Text-to-region grounding data:
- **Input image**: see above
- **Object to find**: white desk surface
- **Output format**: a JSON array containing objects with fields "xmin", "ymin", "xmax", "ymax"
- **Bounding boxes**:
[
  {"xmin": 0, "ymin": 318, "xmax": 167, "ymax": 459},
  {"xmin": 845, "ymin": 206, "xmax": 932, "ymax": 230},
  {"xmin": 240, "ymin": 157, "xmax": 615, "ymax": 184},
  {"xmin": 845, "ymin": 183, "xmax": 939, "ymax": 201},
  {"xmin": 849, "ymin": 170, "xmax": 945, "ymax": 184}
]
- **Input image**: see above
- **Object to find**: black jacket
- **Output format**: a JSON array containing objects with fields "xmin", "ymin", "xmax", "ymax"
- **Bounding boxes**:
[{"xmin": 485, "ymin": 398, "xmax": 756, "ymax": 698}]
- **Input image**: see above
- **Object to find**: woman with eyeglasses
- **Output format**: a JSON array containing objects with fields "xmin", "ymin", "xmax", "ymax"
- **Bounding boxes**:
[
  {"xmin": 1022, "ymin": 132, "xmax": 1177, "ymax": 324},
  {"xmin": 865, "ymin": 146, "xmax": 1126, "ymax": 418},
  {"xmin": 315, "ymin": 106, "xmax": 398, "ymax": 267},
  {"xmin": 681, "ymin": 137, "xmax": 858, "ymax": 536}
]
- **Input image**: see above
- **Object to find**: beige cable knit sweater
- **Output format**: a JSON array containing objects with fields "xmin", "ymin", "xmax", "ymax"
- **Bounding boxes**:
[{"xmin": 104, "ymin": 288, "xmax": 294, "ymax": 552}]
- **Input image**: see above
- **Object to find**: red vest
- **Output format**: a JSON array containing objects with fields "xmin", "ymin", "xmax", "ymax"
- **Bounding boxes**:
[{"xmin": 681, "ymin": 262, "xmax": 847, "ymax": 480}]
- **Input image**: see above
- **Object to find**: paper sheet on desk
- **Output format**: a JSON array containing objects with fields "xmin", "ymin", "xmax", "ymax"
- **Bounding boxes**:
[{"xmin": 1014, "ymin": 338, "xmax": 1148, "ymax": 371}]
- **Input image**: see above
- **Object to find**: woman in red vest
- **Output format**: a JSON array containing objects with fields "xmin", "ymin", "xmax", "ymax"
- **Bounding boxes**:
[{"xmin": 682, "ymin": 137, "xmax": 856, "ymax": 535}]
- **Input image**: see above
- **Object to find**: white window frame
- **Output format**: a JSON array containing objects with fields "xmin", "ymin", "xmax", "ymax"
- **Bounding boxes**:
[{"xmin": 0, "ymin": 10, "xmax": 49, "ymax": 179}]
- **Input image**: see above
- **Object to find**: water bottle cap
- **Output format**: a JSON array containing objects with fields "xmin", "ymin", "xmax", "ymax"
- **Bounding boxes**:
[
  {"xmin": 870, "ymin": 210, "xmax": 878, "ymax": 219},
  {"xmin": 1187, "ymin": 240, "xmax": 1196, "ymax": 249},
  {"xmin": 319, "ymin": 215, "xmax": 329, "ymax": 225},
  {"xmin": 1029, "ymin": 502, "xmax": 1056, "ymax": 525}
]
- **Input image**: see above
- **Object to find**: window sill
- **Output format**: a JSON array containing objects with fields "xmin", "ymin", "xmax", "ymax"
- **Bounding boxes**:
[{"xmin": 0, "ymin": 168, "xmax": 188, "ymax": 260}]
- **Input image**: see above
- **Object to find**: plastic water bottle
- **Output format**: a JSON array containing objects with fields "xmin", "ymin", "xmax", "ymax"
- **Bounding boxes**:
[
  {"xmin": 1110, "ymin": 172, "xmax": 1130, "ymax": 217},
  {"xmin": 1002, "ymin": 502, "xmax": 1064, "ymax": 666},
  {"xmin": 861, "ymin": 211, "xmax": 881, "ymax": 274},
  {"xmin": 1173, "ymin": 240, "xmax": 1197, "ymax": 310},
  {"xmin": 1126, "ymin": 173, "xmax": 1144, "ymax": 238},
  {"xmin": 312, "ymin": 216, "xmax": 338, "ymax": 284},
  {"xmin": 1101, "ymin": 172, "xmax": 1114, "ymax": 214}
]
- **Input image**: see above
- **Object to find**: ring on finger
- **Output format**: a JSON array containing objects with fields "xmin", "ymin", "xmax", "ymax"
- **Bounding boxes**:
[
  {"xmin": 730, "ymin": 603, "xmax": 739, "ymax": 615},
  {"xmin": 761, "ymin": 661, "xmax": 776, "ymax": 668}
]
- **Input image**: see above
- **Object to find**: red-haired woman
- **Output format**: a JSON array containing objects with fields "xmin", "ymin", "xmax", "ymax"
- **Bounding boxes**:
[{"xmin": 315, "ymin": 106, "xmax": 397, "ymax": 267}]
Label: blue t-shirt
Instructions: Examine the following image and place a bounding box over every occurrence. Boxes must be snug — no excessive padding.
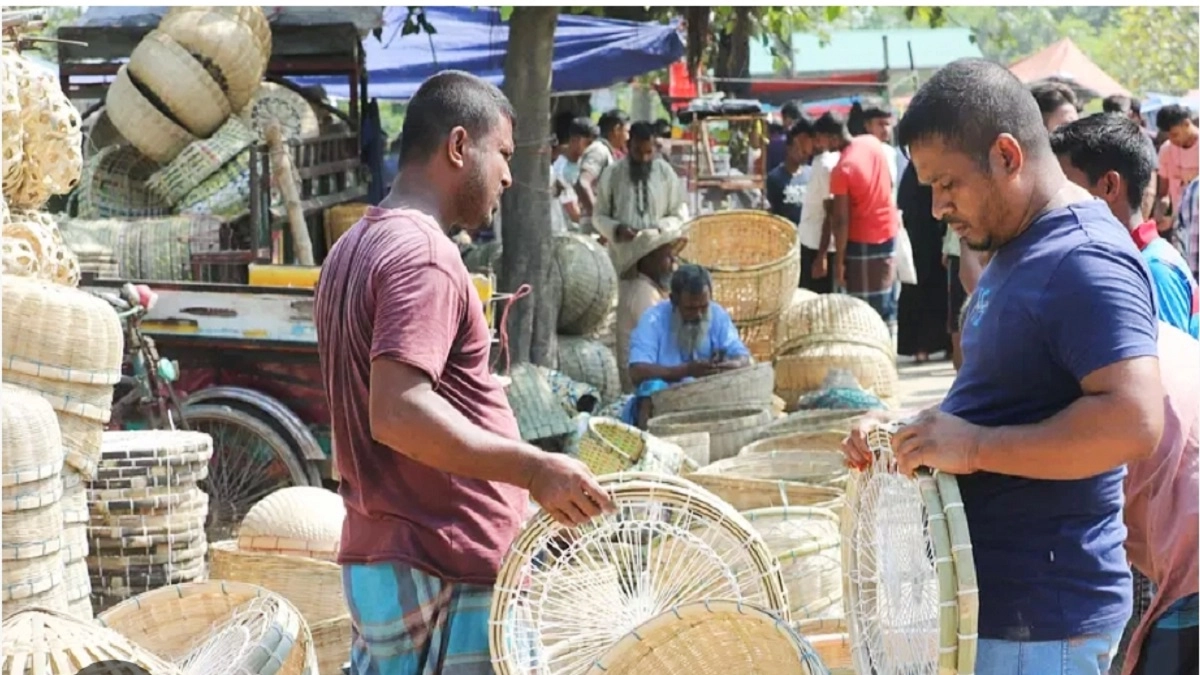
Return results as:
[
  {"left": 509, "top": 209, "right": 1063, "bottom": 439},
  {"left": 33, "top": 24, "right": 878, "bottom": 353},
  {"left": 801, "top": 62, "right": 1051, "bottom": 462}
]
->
[
  {"left": 628, "top": 300, "right": 750, "bottom": 371},
  {"left": 766, "top": 164, "right": 811, "bottom": 225},
  {"left": 943, "top": 199, "right": 1158, "bottom": 642},
  {"left": 1141, "top": 237, "right": 1199, "bottom": 338}
]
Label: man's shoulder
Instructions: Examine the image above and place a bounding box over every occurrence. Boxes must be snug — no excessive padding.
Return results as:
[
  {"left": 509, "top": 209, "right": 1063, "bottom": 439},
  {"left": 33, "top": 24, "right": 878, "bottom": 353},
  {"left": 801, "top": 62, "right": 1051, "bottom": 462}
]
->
[{"left": 367, "top": 211, "right": 465, "bottom": 278}]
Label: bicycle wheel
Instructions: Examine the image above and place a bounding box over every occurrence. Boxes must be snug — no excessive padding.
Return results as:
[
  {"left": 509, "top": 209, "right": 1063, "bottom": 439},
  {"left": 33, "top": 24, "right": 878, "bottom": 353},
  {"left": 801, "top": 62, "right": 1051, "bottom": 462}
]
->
[{"left": 183, "top": 403, "right": 312, "bottom": 543}]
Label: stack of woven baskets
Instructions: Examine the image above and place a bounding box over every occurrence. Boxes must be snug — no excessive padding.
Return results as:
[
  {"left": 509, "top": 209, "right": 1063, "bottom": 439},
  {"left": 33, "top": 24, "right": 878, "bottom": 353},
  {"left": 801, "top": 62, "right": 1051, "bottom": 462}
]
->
[
  {"left": 87, "top": 430, "right": 214, "bottom": 613},
  {"left": 1, "top": 48, "right": 84, "bottom": 286},
  {"left": 678, "top": 210, "right": 801, "bottom": 363},
  {"left": 772, "top": 293, "right": 899, "bottom": 409},
  {"left": 208, "top": 486, "right": 351, "bottom": 675}
]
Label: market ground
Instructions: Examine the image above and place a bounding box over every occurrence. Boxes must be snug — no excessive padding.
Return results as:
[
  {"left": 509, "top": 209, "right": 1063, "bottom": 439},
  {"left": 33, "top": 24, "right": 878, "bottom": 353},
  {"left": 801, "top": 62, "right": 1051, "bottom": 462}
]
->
[{"left": 895, "top": 358, "right": 958, "bottom": 410}]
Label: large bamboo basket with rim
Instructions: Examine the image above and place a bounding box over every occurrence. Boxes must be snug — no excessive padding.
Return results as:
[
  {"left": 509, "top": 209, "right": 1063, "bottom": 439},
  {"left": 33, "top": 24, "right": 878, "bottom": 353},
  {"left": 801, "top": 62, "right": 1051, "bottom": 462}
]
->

Work task
Extract from the data every line where "vest" shows up.

Task solution
- **Object to find**: red vest
- **Object to find**: woman in red vest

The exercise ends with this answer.